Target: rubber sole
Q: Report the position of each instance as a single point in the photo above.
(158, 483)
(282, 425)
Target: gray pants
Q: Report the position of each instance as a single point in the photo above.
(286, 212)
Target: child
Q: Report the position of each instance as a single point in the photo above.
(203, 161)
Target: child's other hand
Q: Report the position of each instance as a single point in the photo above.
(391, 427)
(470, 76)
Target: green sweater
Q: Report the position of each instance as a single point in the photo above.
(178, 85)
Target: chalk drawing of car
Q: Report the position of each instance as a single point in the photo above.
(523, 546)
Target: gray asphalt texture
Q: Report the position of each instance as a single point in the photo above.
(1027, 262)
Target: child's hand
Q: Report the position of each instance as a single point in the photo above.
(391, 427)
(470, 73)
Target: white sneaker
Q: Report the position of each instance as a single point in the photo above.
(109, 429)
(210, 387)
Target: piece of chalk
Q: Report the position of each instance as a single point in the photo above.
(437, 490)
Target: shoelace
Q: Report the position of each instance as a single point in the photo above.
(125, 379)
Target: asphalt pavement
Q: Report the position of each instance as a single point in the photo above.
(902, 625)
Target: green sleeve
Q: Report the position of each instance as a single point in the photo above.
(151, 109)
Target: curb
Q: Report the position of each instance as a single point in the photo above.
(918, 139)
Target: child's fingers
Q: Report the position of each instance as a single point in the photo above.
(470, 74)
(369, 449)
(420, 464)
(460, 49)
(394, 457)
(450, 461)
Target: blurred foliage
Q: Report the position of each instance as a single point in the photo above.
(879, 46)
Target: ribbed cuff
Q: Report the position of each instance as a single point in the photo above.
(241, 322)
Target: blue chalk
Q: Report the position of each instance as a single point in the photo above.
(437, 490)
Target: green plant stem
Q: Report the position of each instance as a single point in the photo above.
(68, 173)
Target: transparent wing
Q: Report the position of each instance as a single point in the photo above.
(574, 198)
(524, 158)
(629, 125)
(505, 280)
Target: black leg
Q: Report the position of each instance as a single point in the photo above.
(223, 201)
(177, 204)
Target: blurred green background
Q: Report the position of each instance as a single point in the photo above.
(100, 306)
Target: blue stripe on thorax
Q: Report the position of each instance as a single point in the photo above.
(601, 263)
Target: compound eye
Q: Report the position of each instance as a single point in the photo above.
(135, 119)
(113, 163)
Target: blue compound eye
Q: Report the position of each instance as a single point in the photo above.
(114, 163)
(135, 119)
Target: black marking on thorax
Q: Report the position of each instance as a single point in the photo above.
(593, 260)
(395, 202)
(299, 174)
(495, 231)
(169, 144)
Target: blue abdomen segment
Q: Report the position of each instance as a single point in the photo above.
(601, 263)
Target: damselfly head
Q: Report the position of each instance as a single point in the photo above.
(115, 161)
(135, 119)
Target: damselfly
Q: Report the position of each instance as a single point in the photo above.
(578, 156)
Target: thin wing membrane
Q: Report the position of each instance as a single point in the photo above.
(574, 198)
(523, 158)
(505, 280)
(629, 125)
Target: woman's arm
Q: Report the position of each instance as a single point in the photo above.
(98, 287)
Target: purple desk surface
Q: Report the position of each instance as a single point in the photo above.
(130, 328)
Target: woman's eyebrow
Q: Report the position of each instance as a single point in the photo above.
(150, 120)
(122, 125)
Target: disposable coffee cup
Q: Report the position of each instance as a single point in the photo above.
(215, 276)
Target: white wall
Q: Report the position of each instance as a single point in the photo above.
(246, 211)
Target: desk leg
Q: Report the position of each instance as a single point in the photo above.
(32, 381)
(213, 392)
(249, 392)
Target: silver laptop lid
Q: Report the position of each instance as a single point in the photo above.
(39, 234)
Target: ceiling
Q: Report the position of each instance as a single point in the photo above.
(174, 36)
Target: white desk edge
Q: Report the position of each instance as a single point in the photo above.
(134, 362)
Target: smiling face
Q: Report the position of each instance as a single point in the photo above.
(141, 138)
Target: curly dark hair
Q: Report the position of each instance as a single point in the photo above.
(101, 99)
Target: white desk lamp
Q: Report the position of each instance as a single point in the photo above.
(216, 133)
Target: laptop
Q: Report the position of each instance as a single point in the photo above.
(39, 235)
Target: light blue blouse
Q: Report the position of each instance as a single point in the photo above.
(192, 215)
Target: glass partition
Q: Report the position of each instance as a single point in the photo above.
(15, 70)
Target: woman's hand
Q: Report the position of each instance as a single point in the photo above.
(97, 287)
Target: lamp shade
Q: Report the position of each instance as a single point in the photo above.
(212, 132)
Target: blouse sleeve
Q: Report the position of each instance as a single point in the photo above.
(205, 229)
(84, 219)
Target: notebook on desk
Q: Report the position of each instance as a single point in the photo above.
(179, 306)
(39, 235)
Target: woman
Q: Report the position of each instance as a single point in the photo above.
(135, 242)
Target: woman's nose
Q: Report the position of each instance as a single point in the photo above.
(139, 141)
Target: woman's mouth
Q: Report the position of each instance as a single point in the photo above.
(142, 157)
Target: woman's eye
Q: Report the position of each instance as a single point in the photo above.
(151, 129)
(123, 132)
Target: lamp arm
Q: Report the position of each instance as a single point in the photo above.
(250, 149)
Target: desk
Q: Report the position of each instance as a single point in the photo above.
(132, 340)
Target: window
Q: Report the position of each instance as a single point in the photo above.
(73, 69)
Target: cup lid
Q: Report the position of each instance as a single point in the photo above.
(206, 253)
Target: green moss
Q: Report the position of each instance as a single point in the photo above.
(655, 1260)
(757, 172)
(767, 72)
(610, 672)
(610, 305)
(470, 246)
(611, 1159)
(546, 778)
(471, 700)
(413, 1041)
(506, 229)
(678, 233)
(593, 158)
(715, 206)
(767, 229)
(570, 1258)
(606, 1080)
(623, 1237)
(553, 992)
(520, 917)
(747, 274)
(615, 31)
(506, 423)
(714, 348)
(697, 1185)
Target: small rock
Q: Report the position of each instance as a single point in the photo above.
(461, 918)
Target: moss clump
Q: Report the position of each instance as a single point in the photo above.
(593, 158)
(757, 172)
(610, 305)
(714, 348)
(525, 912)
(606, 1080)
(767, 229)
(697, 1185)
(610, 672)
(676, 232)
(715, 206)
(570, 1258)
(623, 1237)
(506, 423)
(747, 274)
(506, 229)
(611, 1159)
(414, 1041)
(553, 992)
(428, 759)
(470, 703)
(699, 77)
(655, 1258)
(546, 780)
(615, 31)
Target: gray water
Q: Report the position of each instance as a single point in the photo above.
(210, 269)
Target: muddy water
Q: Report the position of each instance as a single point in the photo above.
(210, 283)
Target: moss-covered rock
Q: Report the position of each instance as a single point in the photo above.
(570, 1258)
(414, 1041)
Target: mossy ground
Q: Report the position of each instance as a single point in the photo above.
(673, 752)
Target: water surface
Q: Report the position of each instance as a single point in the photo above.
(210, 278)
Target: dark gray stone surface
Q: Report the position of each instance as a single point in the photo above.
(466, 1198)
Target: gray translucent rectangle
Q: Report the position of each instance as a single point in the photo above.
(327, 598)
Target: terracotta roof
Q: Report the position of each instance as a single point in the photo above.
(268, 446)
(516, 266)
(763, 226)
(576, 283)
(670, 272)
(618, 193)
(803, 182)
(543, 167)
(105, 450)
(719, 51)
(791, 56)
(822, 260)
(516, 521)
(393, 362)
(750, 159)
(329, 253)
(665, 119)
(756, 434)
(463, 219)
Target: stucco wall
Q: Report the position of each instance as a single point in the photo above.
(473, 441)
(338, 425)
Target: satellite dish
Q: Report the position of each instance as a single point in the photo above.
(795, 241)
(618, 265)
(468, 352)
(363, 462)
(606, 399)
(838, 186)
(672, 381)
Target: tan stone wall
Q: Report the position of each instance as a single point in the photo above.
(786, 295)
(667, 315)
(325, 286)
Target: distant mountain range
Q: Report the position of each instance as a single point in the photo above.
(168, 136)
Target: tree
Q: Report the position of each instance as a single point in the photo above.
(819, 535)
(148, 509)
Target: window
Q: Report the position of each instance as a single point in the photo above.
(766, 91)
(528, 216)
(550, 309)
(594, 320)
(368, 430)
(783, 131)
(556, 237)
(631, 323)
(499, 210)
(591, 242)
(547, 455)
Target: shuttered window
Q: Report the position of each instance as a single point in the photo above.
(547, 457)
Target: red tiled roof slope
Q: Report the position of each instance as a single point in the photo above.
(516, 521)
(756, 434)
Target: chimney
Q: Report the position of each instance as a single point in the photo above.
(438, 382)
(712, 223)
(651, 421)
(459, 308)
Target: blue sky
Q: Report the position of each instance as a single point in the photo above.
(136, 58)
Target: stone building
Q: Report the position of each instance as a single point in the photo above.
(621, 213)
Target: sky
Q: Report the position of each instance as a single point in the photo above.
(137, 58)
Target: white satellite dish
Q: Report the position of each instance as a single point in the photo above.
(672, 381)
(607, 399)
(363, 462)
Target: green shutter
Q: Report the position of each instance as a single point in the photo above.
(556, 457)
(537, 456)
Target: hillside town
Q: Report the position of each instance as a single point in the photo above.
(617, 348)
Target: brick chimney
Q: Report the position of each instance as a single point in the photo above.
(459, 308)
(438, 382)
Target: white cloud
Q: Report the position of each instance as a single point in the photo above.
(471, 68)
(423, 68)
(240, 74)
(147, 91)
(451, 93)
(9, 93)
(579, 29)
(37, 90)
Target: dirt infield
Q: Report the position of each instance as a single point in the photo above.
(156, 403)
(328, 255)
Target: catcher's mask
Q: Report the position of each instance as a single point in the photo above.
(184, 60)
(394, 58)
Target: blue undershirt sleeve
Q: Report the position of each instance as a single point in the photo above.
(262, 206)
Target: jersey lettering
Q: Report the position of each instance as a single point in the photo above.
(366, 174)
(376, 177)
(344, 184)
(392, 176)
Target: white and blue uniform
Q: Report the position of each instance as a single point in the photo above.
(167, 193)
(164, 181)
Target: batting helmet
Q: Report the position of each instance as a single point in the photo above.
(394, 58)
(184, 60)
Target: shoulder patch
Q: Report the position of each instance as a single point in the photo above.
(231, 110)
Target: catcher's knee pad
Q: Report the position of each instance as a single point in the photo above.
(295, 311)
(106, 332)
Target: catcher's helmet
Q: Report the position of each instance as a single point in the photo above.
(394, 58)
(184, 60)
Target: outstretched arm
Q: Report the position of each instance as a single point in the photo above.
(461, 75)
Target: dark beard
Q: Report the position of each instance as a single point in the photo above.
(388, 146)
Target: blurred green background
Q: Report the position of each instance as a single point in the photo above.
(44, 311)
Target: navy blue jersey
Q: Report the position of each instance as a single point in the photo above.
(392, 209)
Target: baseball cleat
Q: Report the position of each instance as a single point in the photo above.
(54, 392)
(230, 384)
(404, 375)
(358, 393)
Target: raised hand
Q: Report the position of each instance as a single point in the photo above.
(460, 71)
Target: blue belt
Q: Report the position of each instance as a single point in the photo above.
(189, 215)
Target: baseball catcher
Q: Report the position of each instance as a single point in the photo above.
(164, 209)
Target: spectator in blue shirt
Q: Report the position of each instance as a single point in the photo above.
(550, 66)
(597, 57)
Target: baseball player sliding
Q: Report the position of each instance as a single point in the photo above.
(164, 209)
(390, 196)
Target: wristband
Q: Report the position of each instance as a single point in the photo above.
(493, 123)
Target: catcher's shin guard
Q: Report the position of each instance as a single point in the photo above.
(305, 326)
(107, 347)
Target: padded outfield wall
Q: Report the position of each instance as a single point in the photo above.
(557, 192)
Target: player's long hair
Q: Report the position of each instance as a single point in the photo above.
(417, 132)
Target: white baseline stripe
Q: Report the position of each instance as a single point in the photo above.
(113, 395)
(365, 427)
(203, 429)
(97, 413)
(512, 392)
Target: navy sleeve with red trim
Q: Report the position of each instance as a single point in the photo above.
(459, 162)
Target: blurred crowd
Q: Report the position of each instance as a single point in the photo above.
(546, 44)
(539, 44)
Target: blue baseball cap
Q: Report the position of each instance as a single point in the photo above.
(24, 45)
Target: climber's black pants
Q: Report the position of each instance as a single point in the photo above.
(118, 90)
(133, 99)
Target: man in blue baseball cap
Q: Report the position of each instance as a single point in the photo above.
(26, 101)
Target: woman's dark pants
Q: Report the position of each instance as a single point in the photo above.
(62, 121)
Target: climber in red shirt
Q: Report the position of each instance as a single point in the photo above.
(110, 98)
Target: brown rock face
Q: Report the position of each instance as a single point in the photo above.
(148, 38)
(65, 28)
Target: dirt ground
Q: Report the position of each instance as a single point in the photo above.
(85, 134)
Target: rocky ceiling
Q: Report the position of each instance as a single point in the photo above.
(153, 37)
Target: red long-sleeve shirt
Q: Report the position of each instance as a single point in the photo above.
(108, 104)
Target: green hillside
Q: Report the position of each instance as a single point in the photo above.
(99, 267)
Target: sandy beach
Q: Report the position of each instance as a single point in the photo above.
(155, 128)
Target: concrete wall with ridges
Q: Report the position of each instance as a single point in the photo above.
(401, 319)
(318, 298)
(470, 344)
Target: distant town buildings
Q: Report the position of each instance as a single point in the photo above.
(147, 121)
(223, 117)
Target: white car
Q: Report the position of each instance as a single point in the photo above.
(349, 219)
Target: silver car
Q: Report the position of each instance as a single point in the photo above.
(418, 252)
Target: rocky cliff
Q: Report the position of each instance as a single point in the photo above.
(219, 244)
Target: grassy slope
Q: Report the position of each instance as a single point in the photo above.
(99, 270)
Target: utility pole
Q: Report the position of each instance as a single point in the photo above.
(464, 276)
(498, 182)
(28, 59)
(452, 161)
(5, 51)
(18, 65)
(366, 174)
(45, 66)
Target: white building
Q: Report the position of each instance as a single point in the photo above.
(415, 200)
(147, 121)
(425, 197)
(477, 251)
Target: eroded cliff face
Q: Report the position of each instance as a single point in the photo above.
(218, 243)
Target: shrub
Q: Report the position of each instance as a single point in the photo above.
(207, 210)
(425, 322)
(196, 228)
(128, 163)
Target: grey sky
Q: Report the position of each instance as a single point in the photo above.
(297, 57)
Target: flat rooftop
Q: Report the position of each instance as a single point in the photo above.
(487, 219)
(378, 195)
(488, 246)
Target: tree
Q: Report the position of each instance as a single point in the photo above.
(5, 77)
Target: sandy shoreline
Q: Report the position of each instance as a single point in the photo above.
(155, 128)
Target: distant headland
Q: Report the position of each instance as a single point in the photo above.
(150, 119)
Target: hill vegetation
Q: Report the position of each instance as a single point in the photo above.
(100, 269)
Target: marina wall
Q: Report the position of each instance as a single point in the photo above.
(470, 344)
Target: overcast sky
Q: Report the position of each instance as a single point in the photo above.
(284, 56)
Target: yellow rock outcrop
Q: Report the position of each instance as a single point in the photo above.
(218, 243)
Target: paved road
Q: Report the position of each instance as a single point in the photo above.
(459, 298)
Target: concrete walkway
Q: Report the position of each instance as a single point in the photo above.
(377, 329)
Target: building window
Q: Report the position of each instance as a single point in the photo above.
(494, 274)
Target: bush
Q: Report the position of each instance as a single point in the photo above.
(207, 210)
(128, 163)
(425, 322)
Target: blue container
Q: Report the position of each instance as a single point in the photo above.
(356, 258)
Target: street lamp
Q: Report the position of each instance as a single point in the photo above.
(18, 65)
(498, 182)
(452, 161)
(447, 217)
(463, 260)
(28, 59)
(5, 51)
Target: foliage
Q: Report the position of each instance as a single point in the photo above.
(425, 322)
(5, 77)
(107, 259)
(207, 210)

• Task requirements
Every line from the one containing "Target: sandy shoreline" through the end of the entries above must be echoed exactly, with both ends kept.

• Exercise solution
Target: sandy shoreline
Q: Report the position of each instance as a single point in the photo above.
(155, 128)
Target: distant headland
Q: Report the position of each instance as a single point in the photo above.
(150, 119)
Target: hill vegetation
Q: Report the position of each instance as a single point in the photo above.
(100, 269)
Target: marina wall
Q: Report the position of each instance as a single point in the photo above.
(470, 344)
Target: overcast sky
Q: Report the position of each instance as a single point in the photo above.
(284, 56)
Target: yellow rock outcrop
Q: Report the position of each instance as a single point in the photo above.
(218, 243)
Target: paved road
Q: Report the position of each instance as a single point in the photo above.
(459, 298)
Target: concrete walkway
Q: Report the position of each instance as a single point in the photo above.
(377, 329)
Target: building window
Q: Report the position of each instance as a single point in the photo above.
(494, 274)
Target: bush
Q: Report the position of each instance as a single point in the photo above.
(207, 210)
(128, 163)
(425, 322)
Target: blue container
Q: Report the position of each instance as a single point in the photo above.
(356, 258)
Target: street lamp
Q: Report the position of each instance as a single point in the photo above.
(18, 65)
(498, 182)
(452, 161)
(447, 217)
(463, 260)
(28, 59)
(5, 51)
Target: foliage
Q: Report the position of each instance as a single point in the photo above.
(425, 322)
(5, 77)
(107, 259)
(207, 210)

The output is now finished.